● TASK DETAILS
The result must match the data exactly, line for line.

● SOURCE MATERIAL

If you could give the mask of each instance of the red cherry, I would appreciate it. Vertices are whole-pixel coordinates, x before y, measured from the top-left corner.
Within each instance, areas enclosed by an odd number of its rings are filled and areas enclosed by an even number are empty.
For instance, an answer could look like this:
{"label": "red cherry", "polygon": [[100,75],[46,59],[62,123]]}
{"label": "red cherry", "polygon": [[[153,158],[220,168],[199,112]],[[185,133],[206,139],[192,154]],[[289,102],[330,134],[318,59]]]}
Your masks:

● ANSWER TO THIS EXERCISE
If you could give the mask of each instance of the red cherry, I would appreciate it. Vertices are whole-pixel coordinates, x before y, measured from the top-left corner.
Within each instance, areas enclosed by an odd number of its rings are filled and areas enclosed by an even number are empty.
For instance, an answer could look like this:
{"label": "red cherry", "polygon": [[100,75],[46,59],[62,123]]}
{"label": "red cherry", "polygon": [[[153,158],[220,168],[199,112]],[[185,133],[206,139],[192,154]],[[289,102],[330,134],[318,59]]]}
Your masks:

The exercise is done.